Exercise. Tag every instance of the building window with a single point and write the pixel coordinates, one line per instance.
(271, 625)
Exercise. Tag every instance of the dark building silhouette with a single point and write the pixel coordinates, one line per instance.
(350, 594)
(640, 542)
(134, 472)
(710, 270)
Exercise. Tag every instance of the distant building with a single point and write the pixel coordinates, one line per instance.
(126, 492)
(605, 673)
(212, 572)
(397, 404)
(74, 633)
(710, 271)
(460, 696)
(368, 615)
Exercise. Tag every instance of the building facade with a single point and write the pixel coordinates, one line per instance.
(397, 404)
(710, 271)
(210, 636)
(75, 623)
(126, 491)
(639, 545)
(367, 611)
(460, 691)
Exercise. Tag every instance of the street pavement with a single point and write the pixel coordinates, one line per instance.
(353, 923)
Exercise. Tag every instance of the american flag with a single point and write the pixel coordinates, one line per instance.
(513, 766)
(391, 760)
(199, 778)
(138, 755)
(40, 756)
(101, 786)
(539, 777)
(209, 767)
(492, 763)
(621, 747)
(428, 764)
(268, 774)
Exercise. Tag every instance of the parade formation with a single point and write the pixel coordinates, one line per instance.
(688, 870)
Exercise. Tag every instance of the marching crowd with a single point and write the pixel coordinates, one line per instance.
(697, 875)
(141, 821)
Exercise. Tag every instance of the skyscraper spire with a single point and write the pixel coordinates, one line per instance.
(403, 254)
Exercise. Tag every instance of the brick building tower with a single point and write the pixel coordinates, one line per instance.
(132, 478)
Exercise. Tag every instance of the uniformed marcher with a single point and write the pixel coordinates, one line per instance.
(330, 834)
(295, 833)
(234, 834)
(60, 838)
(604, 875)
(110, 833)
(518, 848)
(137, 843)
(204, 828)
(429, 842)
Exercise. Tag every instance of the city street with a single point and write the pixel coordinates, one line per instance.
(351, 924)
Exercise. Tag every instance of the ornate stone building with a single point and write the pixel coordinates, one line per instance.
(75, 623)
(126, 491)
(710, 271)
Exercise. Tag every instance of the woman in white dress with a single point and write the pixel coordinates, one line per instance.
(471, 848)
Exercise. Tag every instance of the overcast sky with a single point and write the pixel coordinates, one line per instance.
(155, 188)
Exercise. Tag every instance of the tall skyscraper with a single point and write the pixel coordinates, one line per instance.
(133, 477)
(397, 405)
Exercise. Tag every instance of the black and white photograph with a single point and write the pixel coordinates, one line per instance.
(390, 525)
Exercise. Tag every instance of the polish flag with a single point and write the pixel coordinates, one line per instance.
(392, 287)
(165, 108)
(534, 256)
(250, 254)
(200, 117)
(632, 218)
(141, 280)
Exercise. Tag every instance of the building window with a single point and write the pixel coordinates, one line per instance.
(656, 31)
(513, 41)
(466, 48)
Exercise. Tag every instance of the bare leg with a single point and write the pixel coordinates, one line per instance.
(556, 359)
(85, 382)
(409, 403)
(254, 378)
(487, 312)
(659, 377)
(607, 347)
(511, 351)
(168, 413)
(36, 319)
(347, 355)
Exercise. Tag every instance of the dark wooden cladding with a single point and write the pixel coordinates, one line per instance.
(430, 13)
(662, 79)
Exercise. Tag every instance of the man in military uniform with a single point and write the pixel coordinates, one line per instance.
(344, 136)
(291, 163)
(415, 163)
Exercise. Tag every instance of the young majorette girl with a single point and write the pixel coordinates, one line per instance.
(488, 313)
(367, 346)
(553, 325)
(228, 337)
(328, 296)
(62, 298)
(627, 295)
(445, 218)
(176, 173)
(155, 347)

*-*-*

Task to complete
From the listing above, extract every line exactly as it stands.

The output
Exercise. Tag every instance of the building window with a single point and write the pixel coordinates, one line per instance.
(271, 625)
Exercise. Tag every instance of the dark building silhouette with a single point and write the pixel coordinates, one line per instance.
(350, 594)
(640, 542)
(134, 472)
(710, 270)
Exercise. Tag every instance of the distant building with a single point and write the pixel coordinates, one line per instance.
(126, 492)
(605, 673)
(212, 572)
(397, 404)
(74, 633)
(710, 271)
(460, 696)
(368, 615)
Exercise. Tag every instance of the building facade with a single point and write the pixel coordinates, one line per instance.
(397, 404)
(710, 271)
(210, 636)
(75, 623)
(126, 491)
(639, 545)
(367, 611)
(460, 691)
Exercise. Tag every instance of the street pavement with a single point and write the pixel coordinates, one line per instance.
(353, 923)
Exercise. Tag every instance of the american flag with a single point and write the pixel coordinates, one line per instance.
(513, 766)
(391, 760)
(199, 778)
(138, 755)
(40, 756)
(101, 786)
(539, 777)
(209, 767)
(492, 763)
(621, 747)
(428, 764)
(268, 774)
Exercise. Tag every instance of the parade formation with a single point and write the pixel coordinates, one line per instance.
(688, 870)
Exercise. Tag every instance of the marching crowd with a single point and write the pixel coordinates, one line per instance.
(697, 875)
(141, 821)
Exercise. Tag every instance of the skyscraper spire with a single point and write the pixel coordinates, one line per instance.
(403, 254)
Exercise. Tag every instance of the brick building tower with a single point and write the pixel coordinates, one line per instance.
(132, 478)
Exercise. Tag every instance of the uniformed marcher with a single point and write the pixel coordinates, one line per instance.
(330, 834)
(295, 833)
(234, 834)
(60, 838)
(604, 875)
(110, 833)
(518, 848)
(137, 843)
(204, 828)
(429, 842)
Exercise. Tag every instance of the city street with a single point and write the pixel coordinates, one line per instance.
(351, 924)
Exercise. Tag every instance of the ornate stone building with a single point and write the pixel coordinates, one line per instance.
(75, 623)
(126, 491)
(710, 271)
Exercise. Tag every instance of the woman in white dress with a single point and write the pixel coordinates, one line per instance.
(471, 848)
Exercise. Tag every instance of the overcast sky with a single point and write the pixel coordinates, one line per instance.
(155, 188)
Exercise. Tag every instance of the tall skyscraper with a single point and write the pixel coordinates, one line per instance.
(133, 477)
(397, 405)
Exercise. Tag every instance of the black and white photograph with a single point and write the pixel coordinates, one line per instance.
(390, 525)
Exercise. Tag every instance of the polish flag with a single point and write the pixel coordinates, one line per instance.
(392, 287)
(165, 108)
(534, 256)
(250, 254)
(200, 117)
(632, 218)
(141, 280)
Exercise. Tag every instance of the building window with a single point and write the pixel coordinates, one line per instance.
(656, 31)
(513, 41)
(466, 48)
Exercise. Tag every instance of the bare leg with a single point and write the pixel coordinates, one line per instance.
(556, 359)
(85, 382)
(409, 403)
(254, 378)
(487, 312)
(659, 377)
(607, 347)
(511, 351)
(168, 413)
(36, 319)
(347, 355)
Exercise. Tag every instance of the dark wooden cladding with a single point and write the pixel coordinates, one line per instance.
(430, 13)
(662, 79)
Exercise. Tag every instance of the man in military uniform with a single point and write the pixel coordinates, one line per instance.
(344, 136)
(291, 163)
(415, 163)
Exercise. Tag every instance of the young majorette girl with a single point and write the pixel coordinates, one line per instance.
(488, 313)
(367, 346)
(553, 325)
(228, 337)
(328, 296)
(62, 298)
(627, 295)
(445, 218)
(176, 173)
(155, 347)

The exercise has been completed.